Serving time aesthetically
On the visual arts side, the Pensacola Museum of Art displays art in jail cells in the Spanish-revival former city jail, and the Quayside Art Gallery, the largest co-op gallery in the Southeast, displays the work of its more than 200 members in a two-story 1873 brick building that was once the headquarters and social center for the Germania Steam Fire Engine and Hose Co.
The former county jail, built in 1911, has also been converted to cultural purposes to house the Pensacola Cultural Center, where the Pensacola Little Theatre presents plays on a stage where prisoners were once held. The Porta Bello restaurant is in the atrium, which formerly served as the prisoners’ exercise yard.
“Seville Quarter is really popular with groups,” said Lee. “There are seven different rooms with different entertainment in an old warehouse from the 1800s. The architecture is amazing. You don’t think of going to a nightclub and looking at the architecture. But people are amazed.
“They even have coffee and beignets for breakfast. You can go any time of the day.”

★ ★ ★

→ **Work item**:
Extract everything from "The former county" down to "prisoners’ exercise yard." in the Pensacola passage, word for word.

→ **Provided data**:
★ ★ ★

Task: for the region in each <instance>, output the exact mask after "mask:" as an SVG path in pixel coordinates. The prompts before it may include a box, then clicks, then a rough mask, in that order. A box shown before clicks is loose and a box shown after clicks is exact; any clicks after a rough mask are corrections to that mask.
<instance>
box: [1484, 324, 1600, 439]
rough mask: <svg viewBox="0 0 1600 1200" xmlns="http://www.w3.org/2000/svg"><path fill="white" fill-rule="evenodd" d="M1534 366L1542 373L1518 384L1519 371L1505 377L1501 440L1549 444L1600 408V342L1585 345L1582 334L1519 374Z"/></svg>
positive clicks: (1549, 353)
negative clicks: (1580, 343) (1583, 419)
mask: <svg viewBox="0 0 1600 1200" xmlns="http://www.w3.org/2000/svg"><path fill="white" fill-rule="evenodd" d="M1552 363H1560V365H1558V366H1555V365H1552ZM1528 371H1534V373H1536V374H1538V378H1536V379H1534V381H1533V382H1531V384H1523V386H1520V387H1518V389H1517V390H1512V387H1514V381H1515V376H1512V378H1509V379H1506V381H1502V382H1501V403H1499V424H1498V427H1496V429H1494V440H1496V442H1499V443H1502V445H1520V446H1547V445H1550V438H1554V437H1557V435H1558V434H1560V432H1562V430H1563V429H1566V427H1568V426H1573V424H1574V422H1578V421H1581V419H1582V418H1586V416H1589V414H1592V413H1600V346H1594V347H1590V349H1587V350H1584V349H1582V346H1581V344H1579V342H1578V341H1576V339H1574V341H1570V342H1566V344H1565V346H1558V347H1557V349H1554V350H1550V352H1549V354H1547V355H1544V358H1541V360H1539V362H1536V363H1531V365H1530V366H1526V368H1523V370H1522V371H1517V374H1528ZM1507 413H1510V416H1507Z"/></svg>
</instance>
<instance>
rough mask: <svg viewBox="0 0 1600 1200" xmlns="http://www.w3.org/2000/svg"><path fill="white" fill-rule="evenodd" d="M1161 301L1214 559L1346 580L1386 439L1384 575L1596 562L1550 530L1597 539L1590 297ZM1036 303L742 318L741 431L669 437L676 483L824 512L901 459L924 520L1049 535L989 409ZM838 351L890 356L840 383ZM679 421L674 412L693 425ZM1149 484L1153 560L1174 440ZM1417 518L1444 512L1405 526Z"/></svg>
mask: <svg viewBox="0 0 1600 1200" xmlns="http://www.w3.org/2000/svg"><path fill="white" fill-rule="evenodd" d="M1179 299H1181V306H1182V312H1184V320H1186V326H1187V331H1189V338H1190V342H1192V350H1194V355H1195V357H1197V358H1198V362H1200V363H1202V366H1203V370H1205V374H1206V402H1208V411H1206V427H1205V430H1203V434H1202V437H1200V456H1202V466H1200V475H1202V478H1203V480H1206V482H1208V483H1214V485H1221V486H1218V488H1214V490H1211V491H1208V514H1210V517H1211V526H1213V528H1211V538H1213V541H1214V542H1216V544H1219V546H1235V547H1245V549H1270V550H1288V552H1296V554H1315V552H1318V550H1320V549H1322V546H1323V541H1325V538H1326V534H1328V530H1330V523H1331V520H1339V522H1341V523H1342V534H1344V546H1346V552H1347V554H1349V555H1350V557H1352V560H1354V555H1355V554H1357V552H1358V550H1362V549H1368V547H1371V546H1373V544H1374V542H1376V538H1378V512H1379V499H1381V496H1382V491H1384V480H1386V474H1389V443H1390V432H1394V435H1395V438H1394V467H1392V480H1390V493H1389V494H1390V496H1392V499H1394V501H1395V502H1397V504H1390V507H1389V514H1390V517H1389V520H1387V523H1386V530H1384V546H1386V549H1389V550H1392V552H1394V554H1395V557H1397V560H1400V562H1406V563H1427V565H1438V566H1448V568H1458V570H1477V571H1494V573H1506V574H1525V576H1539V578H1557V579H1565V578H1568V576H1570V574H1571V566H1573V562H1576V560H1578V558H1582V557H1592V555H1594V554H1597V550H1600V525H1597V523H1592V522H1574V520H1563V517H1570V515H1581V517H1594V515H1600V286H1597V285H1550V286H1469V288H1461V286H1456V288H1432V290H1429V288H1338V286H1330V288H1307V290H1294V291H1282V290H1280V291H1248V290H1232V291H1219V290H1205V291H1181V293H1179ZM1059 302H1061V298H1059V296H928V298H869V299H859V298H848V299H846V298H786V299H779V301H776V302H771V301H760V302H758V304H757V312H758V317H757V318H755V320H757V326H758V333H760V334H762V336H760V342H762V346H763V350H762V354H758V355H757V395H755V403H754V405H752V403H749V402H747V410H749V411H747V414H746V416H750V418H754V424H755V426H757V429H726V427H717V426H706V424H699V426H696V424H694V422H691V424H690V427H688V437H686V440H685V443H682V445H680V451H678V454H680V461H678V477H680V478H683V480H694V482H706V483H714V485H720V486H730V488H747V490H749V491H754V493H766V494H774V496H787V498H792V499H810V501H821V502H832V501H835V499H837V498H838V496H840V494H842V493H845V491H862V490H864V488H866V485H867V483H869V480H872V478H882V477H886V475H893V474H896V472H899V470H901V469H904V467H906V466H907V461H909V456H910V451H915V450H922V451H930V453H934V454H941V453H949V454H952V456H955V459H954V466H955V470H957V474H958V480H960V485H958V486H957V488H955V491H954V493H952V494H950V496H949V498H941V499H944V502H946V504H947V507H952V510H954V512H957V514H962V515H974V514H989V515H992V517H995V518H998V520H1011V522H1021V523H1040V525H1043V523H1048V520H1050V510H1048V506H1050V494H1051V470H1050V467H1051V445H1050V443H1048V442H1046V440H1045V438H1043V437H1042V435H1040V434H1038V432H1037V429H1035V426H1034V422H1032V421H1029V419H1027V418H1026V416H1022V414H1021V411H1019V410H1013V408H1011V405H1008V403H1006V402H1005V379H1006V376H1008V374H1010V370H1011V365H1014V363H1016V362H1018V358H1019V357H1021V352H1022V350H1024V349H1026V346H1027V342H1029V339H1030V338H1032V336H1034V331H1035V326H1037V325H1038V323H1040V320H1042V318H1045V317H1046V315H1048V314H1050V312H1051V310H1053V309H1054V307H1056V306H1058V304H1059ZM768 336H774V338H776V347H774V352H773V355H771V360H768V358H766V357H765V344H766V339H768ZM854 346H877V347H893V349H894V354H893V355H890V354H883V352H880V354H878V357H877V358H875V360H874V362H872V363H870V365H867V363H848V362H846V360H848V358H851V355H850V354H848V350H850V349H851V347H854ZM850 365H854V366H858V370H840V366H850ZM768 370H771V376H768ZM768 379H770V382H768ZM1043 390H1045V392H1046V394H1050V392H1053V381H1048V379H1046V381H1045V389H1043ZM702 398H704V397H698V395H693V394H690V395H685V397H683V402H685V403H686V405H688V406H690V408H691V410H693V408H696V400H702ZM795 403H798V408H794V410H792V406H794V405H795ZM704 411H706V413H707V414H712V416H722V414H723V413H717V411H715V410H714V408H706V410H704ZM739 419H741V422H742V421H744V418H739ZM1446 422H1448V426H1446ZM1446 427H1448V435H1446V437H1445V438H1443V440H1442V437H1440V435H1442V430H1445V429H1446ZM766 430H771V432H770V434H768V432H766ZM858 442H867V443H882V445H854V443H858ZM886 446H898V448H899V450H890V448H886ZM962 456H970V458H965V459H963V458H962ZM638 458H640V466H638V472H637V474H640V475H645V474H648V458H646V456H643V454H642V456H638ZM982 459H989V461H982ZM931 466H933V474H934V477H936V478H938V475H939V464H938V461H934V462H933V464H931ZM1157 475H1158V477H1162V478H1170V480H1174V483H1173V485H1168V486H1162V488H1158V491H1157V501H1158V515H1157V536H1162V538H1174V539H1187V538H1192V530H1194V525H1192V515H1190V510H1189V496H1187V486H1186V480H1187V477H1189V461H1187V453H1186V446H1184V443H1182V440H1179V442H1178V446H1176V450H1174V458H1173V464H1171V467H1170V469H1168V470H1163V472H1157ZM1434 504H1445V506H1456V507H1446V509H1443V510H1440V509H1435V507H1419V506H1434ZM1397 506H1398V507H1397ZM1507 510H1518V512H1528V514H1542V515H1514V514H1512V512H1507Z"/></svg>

★ ★ ★

→ **Exercise solution**:
The former county jail, built in 1911, has also been converted to cultural purposes to house the Pensacola Cultural Center, where the Pensacola Little Theatre presents plays on a stage where prisoners were once held. The Porta Bello restaurant is in the atrium, which formerly served as the prisoners’ exercise yard.